Extracted records
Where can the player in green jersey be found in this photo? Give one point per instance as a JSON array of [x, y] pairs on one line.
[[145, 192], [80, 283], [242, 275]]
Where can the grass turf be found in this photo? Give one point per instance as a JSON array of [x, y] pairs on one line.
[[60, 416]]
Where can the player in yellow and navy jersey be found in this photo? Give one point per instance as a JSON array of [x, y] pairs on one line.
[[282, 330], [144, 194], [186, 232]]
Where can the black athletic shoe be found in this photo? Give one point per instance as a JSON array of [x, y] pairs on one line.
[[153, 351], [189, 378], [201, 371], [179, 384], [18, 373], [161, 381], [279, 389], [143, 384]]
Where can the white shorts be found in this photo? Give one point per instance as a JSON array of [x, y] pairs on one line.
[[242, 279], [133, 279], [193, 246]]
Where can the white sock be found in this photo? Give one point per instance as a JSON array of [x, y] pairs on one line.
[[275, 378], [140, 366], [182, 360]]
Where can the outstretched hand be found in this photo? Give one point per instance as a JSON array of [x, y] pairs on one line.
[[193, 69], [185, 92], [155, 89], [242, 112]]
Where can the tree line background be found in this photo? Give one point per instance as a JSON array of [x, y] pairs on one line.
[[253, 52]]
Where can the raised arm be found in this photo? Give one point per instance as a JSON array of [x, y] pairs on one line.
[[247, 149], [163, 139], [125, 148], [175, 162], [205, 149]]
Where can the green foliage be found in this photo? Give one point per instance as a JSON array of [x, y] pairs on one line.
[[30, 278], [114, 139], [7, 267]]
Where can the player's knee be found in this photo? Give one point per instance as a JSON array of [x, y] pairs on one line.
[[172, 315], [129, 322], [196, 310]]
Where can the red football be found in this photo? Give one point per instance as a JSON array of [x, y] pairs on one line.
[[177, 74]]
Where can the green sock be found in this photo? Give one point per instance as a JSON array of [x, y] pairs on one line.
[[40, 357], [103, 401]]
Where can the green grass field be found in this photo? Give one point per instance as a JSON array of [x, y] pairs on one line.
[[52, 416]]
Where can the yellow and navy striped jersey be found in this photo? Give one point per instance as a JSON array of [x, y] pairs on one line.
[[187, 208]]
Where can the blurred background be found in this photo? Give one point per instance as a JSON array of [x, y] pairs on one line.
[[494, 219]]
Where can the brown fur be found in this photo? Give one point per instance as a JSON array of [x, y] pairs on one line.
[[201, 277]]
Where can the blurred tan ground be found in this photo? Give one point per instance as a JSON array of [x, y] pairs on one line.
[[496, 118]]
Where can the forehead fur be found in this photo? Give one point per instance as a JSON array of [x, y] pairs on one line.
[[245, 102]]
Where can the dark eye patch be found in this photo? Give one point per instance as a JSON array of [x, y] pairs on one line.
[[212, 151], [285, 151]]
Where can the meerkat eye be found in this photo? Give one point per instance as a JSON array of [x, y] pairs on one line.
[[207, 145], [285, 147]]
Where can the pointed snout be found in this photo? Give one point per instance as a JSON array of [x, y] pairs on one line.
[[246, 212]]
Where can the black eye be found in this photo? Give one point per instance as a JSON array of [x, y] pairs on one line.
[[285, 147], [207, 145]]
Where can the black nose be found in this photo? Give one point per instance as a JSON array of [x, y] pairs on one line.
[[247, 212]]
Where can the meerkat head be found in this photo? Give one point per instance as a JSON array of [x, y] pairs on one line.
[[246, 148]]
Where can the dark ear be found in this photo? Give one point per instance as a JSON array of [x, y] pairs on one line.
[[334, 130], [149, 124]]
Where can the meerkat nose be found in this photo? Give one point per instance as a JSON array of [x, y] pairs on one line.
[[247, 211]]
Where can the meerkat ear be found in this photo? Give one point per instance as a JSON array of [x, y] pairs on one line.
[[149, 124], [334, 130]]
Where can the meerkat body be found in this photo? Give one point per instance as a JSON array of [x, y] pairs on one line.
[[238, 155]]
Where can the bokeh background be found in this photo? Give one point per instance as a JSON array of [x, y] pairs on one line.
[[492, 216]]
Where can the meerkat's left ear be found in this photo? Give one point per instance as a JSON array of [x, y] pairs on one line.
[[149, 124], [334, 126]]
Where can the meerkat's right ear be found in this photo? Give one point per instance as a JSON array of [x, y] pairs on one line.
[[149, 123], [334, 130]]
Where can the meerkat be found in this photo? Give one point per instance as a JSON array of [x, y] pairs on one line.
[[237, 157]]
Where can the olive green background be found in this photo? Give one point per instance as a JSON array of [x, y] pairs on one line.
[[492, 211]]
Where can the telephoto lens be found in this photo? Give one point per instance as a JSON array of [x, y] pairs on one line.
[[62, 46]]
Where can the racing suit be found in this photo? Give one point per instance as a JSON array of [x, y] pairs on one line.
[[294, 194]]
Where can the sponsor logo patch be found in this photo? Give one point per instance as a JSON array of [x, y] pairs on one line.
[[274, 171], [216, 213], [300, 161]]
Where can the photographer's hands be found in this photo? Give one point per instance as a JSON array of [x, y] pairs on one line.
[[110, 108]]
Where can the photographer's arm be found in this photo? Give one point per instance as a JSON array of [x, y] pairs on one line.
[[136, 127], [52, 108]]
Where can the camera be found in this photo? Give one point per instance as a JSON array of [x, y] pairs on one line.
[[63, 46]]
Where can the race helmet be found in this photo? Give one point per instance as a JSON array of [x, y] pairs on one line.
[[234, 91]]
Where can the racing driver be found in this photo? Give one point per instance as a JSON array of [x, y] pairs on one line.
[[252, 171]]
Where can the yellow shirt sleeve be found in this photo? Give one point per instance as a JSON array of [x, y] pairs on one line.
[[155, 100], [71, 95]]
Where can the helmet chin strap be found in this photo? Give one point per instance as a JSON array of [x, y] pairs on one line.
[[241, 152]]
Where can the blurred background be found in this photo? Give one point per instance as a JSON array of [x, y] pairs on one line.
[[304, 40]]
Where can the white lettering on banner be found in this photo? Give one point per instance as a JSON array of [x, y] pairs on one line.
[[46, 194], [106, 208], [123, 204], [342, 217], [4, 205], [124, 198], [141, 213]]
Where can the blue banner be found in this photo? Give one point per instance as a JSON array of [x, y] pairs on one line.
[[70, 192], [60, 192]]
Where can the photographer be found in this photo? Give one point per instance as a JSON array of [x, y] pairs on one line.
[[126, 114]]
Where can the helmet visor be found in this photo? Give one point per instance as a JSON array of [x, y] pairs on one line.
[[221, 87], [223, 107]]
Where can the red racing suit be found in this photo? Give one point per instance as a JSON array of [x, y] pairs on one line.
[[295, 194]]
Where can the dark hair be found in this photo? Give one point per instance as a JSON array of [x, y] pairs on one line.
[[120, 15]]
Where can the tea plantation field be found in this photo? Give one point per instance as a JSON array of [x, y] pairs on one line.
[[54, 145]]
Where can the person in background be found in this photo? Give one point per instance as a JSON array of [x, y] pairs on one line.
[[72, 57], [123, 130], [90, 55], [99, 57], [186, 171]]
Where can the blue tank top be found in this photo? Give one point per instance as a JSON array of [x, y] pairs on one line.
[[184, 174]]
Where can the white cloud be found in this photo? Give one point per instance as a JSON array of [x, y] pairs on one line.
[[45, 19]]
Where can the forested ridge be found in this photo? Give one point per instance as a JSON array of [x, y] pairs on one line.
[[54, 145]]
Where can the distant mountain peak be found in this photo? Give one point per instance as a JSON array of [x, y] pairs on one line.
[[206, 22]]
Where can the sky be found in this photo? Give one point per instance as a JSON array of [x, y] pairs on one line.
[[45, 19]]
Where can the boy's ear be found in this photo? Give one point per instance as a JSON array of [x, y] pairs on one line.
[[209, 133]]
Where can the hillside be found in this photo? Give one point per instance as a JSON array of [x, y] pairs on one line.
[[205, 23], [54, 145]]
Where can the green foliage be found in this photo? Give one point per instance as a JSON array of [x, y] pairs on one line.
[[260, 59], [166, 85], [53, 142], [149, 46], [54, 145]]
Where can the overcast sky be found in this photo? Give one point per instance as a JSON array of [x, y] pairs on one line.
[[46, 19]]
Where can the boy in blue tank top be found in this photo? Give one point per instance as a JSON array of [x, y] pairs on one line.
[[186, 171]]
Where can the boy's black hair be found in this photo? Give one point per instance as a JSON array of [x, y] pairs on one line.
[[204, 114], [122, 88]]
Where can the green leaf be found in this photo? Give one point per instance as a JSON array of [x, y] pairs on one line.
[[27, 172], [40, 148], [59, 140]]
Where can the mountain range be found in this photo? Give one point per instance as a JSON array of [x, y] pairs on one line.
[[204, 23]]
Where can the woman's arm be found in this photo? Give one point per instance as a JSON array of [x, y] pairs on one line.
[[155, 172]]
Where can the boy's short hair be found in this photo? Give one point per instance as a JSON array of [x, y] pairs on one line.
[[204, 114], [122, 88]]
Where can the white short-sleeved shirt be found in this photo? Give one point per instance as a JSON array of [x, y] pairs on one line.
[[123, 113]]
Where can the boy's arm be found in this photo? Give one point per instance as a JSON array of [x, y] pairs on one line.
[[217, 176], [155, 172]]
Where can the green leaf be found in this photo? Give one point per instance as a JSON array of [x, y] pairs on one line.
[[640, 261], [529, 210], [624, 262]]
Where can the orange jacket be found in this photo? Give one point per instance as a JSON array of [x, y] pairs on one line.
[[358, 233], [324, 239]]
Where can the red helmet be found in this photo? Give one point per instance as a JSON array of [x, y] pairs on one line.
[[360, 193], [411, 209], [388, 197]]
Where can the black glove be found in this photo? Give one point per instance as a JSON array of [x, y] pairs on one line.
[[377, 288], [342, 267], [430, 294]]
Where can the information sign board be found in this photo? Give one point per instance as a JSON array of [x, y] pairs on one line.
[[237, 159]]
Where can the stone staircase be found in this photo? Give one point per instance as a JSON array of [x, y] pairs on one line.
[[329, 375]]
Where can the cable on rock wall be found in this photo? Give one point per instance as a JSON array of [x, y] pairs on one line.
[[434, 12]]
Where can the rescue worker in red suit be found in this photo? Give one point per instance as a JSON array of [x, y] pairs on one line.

Stated exercise
Copy the entries from the first line through the line containing "[[282, 330], [144, 194], [186, 232]]", requests included, and multiply every x and y coordinate in the answers by 1.6, rounding each result to a whole number with halves rounded up. Leave the numbers in the requests unchanged.

Output of the exercise
Where can the player in green jersey be found in this photo? Give one point per instance as a JSON array of [x, y] pairs on one line.
[[232, 307], [128, 453], [387, 440]]
Where can the grass turf be found in this photo? Give one point per instance as a JSON array of [x, y] pairs on one line.
[[96, 666]]
Where can the player in yellow and navy jersey be found in this photo? Give one point per instance as a JSON array of [x, y] pairs on one line.
[[451, 528], [230, 310], [298, 371]]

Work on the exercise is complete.